▶ EXTRAIT CHOISI
J’entends qu’on a parfois du mal à s’approvisionner en vaccins, en médicaments. Comment les payer, demandai-je, ayant la notion qu’à Dakar, 20 euros par mois pour le traitement d’une hypertension est un prix exorbitant ? Les réponses sont évasives, comme si la question était hors sujet. J’aurais tendance à sortir de là découragée. À quoi bon une case-santé, si on n’a pas la possibilité d’y soigner mieux qu’avant ? J’ai tort. On est sur le chemin. Une chose après l’autre. Patrick et Maryse qui connaissent le Sénégal depuis une quinzaine d’années trouvent que ça progresse. Et puis, il s’est constitué une sorte de tontine à Agnam-Lidoube, avec une cotisation annuelle abordable, on a droit à des remboursements partiels ; hélas pas pour les maladies chroniques fréquentes comme le diabète. Ça viendra, ça viendra !

▶ INFORMATIONS EXTRAITES
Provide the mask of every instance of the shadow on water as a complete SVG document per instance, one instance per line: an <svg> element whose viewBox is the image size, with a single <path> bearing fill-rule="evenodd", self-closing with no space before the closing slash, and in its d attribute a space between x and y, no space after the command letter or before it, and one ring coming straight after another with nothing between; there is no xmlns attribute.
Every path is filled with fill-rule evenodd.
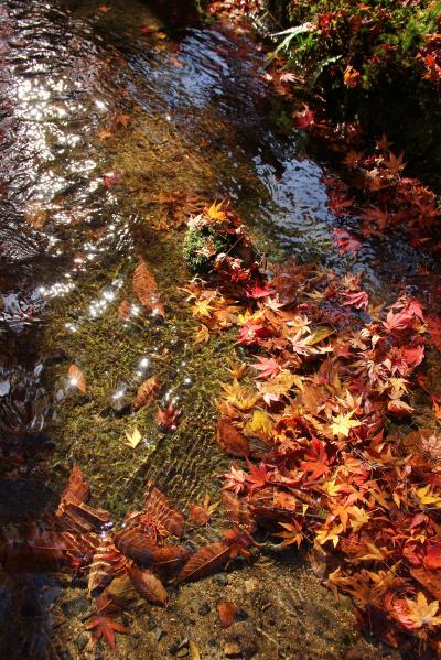
<svg viewBox="0 0 441 660"><path fill-rule="evenodd" d="M280 138L271 128L262 58L245 37L198 25L186 3L183 11L179 2L118 0L107 12L98 2L0 0L0 648L2 657L37 659L63 657L51 615L63 578L33 564L32 553L19 560L35 526L47 531L56 508L63 486L50 466L65 452L57 450L58 420L69 394L60 370L77 357L73 346L87 348L75 339L56 346L54 315L62 310L72 337L82 327L108 332L100 359L109 374L115 360L129 371L144 345L162 342L182 380L187 337L180 336L182 303L173 291L186 273L178 232L169 240L146 227L147 216L163 214L152 206L154 195L229 196L272 257L354 268L377 290L390 273L399 282L416 270L419 259L404 247L398 255L390 242L384 252L365 246L355 266L342 261L331 242L341 219L326 206L324 164L306 158L298 134ZM130 162L132 171L122 171ZM109 170L118 164L121 171ZM143 252L175 312L163 325L148 322L152 345L143 321L115 331L115 301ZM100 325L109 310L111 323ZM111 351L130 340L126 364ZM192 359L203 360L197 351ZM209 390L214 378L205 375ZM192 402L193 394L182 396ZM87 405L80 414L96 424L97 411ZM218 473L209 442L178 447L174 462L161 445L151 463L133 458L133 474L150 470L187 500L202 488L198 462L206 480ZM80 447L79 457L87 451ZM99 466L88 461L99 486ZM65 461L60 474L67 472Z"/></svg>

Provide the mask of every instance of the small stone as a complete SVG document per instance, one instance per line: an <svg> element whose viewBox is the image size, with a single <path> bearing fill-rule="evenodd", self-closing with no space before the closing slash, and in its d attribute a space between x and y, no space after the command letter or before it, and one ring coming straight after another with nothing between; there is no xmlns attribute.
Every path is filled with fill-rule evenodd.
<svg viewBox="0 0 441 660"><path fill-rule="evenodd" d="M240 647L236 641L228 641L224 646L224 653L227 658L238 658L241 656Z"/></svg>
<svg viewBox="0 0 441 660"><path fill-rule="evenodd" d="M228 584L228 575L226 573L219 573L218 575L215 575L213 577L213 582L215 582L216 584L220 584L222 586L225 586L226 584Z"/></svg>
<svg viewBox="0 0 441 660"><path fill-rule="evenodd" d="M78 651L83 651L89 641L89 636L85 632L79 632L79 635L75 639L75 646Z"/></svg>
<svg viewBox="0 0 441 660"><path fill-rule="evenodd" d="M211 610L212 608L209 607L208 603L203 603L197 612L201 616L206 616Z"/></svg>
<svg viewBox="0 0 441 660"><path fill-rule="evenodd" d="M157 628L157 629L154 630L154 639L155 639L157 641L159 641L159 640L160 640L160 639L161 639L161 638L162 638L164 635L165 635L165 631L164 631L164 630L162 630L162 628Z"/></svg>
<svg viewBox="0 0 441 660"><path fill-rule="evenodd" d="M236 621L246 621L248 618L248 613L245 612L241 607L236 612Z"/></svg>
<svg viewBox="0 0 441 660"><path fill-rule="evenodd" d="M89 608L89 602L86 598L86 596L78 596L77 598L71 598L69 601L65 601L64 603L62 603L61 607L63 614L66 617L73 618L87 612Z"/></svg>
<svg viewBox="0 0 441 660"><path fill-rule="evenodd" d="M258 582L255 577L251 577L251 580L246 580L244 582L244 586L245 586L245 591L247 592L247 594L250 594L251 592L254 592L257 587L258 587Z"/></svg>

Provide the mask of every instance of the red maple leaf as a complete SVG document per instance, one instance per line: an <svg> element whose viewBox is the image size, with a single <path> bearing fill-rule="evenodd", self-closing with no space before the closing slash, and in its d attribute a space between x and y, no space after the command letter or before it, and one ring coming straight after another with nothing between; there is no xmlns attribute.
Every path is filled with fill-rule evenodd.
<svg viewBox="0 0 441 660"><path fill-rule="evenodd" d="M182 410L178 410L170 403L164 410L158 408L157 423L162 426L163 431L175 431L180 423L181 414Z"/></svg>
<svg viewBox="0 0 441 660"><path fill-rule="evenodd" d="M122 626L119 621L111 619L107 616L95 616L89 624L86 626L86 630L90 630L94 638L95 643L103 639L114 651L117 650L115 643L115 632L121 632L122 635L128 635L129 630Z"/></svg>
<svg viewBox="0 0 441 660"><path fill-rule="evenodd" d="M256 378L273 378L278 374L280 374L280 365L275 360L275 358L270 357L258 357L259 361L250 365L256 371L259 371Z"/></svg>
<svg viewBox="0 0 441 660"><path fill-rule="evenodd" d="M346 300L343 305L351 305L356 310L361 310L362 307L366 309L369 304L369 296L367 295L366 291L357 291L356 293L349 293L345 291L344 296Z"/></svg>
<svg viewBox="0 0 441 660"><path fill-rule="evenodd" d="M241 326L237 343L244 344L245 346L251 346L251 344L258 344L258 339L260 337L266 337L267 335L268 331L265 325L248 321Z"/></svg>
<svg viewBox="0 0 441 660"><path fill-rule="evenodd" d="M271 475L267 472L267 466L265 463L260 463L258 466L252 465L248 458L247 463L251 473L247 475L247 482L251 484L250 489L255 490L256 488L263 488L265 484L267 484L271 477Z"/></svg>
<svg viewBox="0 0 441 660"><path fill-rule="evenodd" d="M295 112L294 122L297 128L310 128L315 122L314 112L310 110L306 104L303 104L303 110L301 112Z"/></svg>
<svg viewBox="0 0 441 660"><path fill-rule="evenodd" d="M315 437L311 451L304 456L306 461L300 464L300 469L311 473L311 479L318 479L330 469L330 459L323 444Z"/></svg>

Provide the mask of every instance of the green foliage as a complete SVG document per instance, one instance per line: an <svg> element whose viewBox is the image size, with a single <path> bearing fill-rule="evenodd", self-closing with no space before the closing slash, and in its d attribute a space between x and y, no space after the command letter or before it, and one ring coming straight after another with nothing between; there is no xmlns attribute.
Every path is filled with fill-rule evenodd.
<svg viewBox="0 0 441 660"><path fill-rule="evenodd" d="M214 258L228 249L228 242L215 227L195 226L185 235L183 255L186 264L194 273L203 273L209 269Z"/></svg>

▶ TÂCHES À RÉALISER
1. D’après l’extrait sur la case-santé, quel prix mensuel pour le traitement d’une hypertension est jugé exorbitant à Dakar ?
2. Traduisez en anglais cette phrase de l’extrait sur la case-santé : « Patrick et Maryse qui connaissent le Sénégal depuis une quinzaine d’années trouvent que ça progresse. »
Appuyez-vous uniquement sur l’extrait pour répondre.

▶ RÉPONSES AUX TÂCHES
1. 20 euros par mois.

2. Patrick and Maryse, who have known Senegal for about fifteen years, find that things are improving.